PROBLEM TO SOLVE
Reproduce the data in full, exactly.
[DATA SUPPLIED — start]
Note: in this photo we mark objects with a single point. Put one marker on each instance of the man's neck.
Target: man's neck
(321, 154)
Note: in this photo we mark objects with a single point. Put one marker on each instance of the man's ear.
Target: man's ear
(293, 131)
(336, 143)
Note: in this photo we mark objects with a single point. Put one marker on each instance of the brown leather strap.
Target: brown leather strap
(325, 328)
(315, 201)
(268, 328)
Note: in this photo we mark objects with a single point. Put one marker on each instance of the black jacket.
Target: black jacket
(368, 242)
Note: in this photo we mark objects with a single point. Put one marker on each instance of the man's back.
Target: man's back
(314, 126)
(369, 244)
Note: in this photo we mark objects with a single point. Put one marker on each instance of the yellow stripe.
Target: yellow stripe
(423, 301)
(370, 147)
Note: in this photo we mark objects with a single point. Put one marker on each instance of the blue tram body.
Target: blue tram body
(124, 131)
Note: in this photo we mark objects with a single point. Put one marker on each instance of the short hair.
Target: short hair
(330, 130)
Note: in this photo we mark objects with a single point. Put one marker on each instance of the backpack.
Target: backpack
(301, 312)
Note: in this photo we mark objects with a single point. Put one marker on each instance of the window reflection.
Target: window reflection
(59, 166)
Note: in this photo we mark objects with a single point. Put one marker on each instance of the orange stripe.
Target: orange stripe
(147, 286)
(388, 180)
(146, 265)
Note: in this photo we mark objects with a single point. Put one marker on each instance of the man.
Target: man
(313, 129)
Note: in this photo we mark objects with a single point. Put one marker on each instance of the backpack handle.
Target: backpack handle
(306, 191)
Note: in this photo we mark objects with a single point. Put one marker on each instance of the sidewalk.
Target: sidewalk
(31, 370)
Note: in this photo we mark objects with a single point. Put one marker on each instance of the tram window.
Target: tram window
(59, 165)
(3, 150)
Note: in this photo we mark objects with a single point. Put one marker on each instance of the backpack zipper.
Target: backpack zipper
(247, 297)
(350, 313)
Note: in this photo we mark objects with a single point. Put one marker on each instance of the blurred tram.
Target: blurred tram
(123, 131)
[DATA SUPPLIED — finish]
TASK ANSWER
Note: in this photo we mark objects with a single point. Put one marker on each instance of the man's neck.
Target: man's neck
(321, 154)
Note: in this photo we mark objects with a single point. Put one marker on each instance of the man's ear.
Target: man's ear
(293, 131)
(336, 143)
Note: in this photo we mark objects with a single point. Put one marker on each instance of the brown leather strap.
Target: brown leather strap
(325, 328)
(315, 201)
(268, 328)
Note: in this photo we mark objects with a single point. Put one marker on each instance of the black jacket.
Target: black jacket
(368, 242)
Note: in this photo we mark objects with a single point. Put one marker on each instance of the man's back.
Target: man's back
(314, 126)
(369, 244)
Note: in this photo we mark objects with a single point. Put one marker on each instance of the yellow stripe.
Target: yellow stripe
(423, 301)
(370, 147)
Note: in this photo we mark objects with a single point. Put one marker on each instance of the blue tram body.
Target: blue tram body
(124, 131)
Note: in this photo we mark objects with a single point. Put one marker on each instance of the short hair.
Target: short hair
(330, 130)
Note: in this photo we mark objects with a single point. Put one marker on each instance of the backpack.
Target: backpack
(301, 312)
Note: in this photo we mark objects with a single point. Put one marker on each instance of the window reflection.
Target: window reflection
(59, 166)
Note: in this photo we mark objects with a single point. Put one marker on each instance of the orange stripe.
Target: orange stripe
(147, 286)
(388, 180)
(146, 265)
Note: in this photo we mark objects with a single point. Put one marker on each instance of the man.
Target: man
(313, 129)
Note: in this photo we mark objects with a single point. Put one marker on each instance of the backpack handle.
Target: backpack handle
(306, 191)
Note: in this photo we mark objects with a single point. Put one marker on each instance of the sidewalk.
Target: sidewalk
(31, 370)
Note: in this photo we mark objects with a single point. Put one marker on each instance of the tram window.
Target: tram window
(59, 165)
(3, 150)
Note: in this photo we mark objects with a single point. Put one marker on each instance of the backpack zipper.
Target: backpack zipper
(247, 297)
(350, 313)
Note: in this photo we mark objects with a single point. Put one marker on each instance of the blurred tram.
Target: blurred tram
(123, 131)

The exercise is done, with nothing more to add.